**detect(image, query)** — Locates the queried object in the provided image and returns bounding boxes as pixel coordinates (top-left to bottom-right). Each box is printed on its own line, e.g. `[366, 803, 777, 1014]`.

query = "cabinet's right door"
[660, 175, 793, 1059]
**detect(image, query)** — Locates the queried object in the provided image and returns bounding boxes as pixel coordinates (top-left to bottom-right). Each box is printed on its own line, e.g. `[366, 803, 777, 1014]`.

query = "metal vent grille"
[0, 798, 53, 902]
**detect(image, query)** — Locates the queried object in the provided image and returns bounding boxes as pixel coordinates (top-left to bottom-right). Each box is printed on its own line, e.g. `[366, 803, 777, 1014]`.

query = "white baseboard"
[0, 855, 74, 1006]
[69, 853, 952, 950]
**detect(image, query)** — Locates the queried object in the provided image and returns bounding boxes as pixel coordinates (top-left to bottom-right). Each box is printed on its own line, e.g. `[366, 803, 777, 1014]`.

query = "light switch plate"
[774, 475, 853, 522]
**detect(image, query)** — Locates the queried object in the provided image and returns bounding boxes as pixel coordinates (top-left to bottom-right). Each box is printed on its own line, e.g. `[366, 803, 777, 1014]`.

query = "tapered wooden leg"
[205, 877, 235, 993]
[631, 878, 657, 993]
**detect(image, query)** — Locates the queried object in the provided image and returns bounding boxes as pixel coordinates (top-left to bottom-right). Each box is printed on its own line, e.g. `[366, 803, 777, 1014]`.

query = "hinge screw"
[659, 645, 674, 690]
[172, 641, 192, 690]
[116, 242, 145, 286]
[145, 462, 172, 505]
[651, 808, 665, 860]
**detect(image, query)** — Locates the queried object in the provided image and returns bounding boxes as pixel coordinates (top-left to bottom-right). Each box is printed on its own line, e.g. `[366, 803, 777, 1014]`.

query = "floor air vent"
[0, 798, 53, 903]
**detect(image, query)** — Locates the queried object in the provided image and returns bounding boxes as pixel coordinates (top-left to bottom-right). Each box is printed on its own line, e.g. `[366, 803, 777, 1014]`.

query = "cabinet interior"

※ ※ ※

#### Given request:
Print all of the records above verbatim, line for line, with no changes.

#### Exercise result:
**detect(image, query)** — Locates the queried object in the provided image and returns bounding boxes as pixel coordinates (top-left to bottom-right). Each box is printed on its own line, e.g. `[366, 803, 777, 1014]`.

query = "cabinet's right door"
[660, 175, 793, 1059]
**detect(image, query)** — Locates the queried object in the provided image and returns bounding boxes as pixel coordinates (top-left to bottom-right). Each box is printed on its own line, e.g. `[366, 803, 777, 1014]`.

query = "metal vent grille"
[0, 798, 53, 902]
**detect(image, query)** — Locates the queried object in the provided image and returns bounding boxes as pixel coordinates (top-left to bottom-right). Each box is printed on its own line, e.g. `[366, 803, 777, 1014]`.

query = "white baseboard"
[0, 855, 74, 1006]
[69, 853, 952, 950]
**detect(image, query)** — Locates the queried object in the provided image and returns bounding boxes as pixel coordinates (top-left to bottom-right). Each box is printed on its own line, e.g. `[366, 803, 777, 1014]`.

query = "light switch plate"
[774, 475, 853, 522]
**detect(image, query)** — Locates the queried object in the provided image and returns bounding boxes as pixel coordinates (top-left to bottom-right). Each box is printed on its own line, e.g. `[366, 803, 777, 1014]`.

query = "tapered wooden leg"
[205, 877, 235, 993]
[631, 878, 657, 993]
**detect(image, query)** — Locates the queried object in the provided image and returns bounding boxes as pixel coordinates (top-left to bottom-right). Each box is printed on its own line, e.g. `[366, 803, 777, 1014]`.

query = "hinge screw"
[659, 645, 674, 690]
[172, 641, 192, 690]
[116, 242, 145, 286]
[145, 462, 172, 505]
[651, 808, 665, 860]
**detect(image, query)** — Locates the queried object in the provided image and returns bounding boxes as pixel coordinates (top-left to bottom-right). Each box is printed on its own line, e.g. `[366, 803, 777, 1014]`.

query = "floor air vent"
[0, 798, 53, 903]
**detect(image, query)** — Locates the queried object in the provided image and returns bounding boxes as pixel coordinates (top-left to bottom-right). Each box is printed on its own line, e.g. `[366, 803, 777, 1014]`.

query = "cabinet interior"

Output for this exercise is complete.